Document segment.
>> begin

You’d be forgiven for thinking that the study of Greek and Roman classics has been a particular casualty of the past decade’s furious culture wars. Recently, for example, we’ve witnessed everything from an editorial in Inside Higher Ed defending Socrates’ death sentence to the YA author of a “sapphic retelling of The Odyssey” admitting she never read the original poem in its entirety. More gravely, curricular changes have been considered or implemented, expelling Homer, Virgil, and other classical authors from syllabi, whether in American high schools or Oxford University’s Classics department.

Like many apparent novelties introduced by today’s social justice movement, however, attacking the classics is a long tradition pursued by writers and thinkers who are themselves luminaries of the Western canon. It’s a tradition that extends back to well before even the last round of culture wars in the late 20th century, which saw the publication of paradigm-shattering books like Edward Said’s Orientalism (which traced the East-West divide back to the Iliad), Martin Bernal’s Black Athena (which claimed that Greek civilization derived from African and Semitic sources), and I. F. Stone’s The Trial of Socrates (which emphasized that the Athenian philosopher was tried and sentenced to death essentially for opposing democracy).

For one thing, there has long been a tension between the worldview of Greek and Roman writers like Homer, Plato, Ovid, and Aurelius and the values enshrined in the Jewish and Christian testaments—hence the fundamental distinction many thinkers have made between Athens and Jerusalem or Hellenism and Hebraism. The classics celebrate worldly heroism, submission to the impersonal and amoral force of fate, a plurality of gods, and reason’s power to access metaphysical truth. The singular God of the Bible, by contrast, condemns rival deities, communicates through revelation, and commands humility and personal morality, not the warrior’s triumph or the philosopher’s insight. The Christian canon’s most memorable rebuke of the classical mentality comes when Dante places the classical Ulysses in Hell for his questing hubris and immoderate desire, later championed by Tennyson in an era of imperial expansion, to “sail beyond the sunset.”

>> end

Given task.
According to the essay on attacks against the classics, where does Dante place Ulysses, and for what?

Dataset.

>> begin

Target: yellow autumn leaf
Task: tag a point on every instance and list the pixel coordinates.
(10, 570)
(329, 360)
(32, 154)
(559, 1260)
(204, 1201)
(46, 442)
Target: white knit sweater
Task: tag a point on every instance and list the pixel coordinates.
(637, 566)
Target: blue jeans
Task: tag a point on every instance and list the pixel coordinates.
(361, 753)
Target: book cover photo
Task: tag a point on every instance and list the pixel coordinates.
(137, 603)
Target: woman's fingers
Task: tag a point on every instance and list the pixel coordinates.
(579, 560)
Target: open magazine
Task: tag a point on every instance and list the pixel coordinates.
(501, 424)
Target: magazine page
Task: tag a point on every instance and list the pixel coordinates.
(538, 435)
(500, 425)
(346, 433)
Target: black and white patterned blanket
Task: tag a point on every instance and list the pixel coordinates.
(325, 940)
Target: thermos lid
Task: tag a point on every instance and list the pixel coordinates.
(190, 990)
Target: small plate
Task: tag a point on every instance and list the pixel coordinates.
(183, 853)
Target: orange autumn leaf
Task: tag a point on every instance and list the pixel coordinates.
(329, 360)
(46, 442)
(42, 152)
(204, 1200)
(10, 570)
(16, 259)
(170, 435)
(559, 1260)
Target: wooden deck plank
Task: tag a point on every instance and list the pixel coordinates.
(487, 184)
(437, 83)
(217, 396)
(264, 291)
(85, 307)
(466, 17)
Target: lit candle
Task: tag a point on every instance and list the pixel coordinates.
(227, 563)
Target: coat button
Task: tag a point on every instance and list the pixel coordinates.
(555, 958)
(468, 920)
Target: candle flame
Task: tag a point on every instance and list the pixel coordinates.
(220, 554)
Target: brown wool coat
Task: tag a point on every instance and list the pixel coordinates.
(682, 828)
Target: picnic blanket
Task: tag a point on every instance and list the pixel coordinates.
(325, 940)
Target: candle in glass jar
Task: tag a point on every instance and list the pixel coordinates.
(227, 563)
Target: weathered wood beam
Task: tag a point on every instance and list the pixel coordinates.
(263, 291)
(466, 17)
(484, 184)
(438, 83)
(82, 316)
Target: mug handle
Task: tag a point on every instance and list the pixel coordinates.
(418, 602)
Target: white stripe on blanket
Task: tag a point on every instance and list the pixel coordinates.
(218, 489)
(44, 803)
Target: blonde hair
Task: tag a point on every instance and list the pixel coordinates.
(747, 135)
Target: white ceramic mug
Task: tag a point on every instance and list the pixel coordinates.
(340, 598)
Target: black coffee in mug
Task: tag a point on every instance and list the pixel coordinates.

>> end

Exercise output.
In Hell, for his questing hubris and immoderate desire.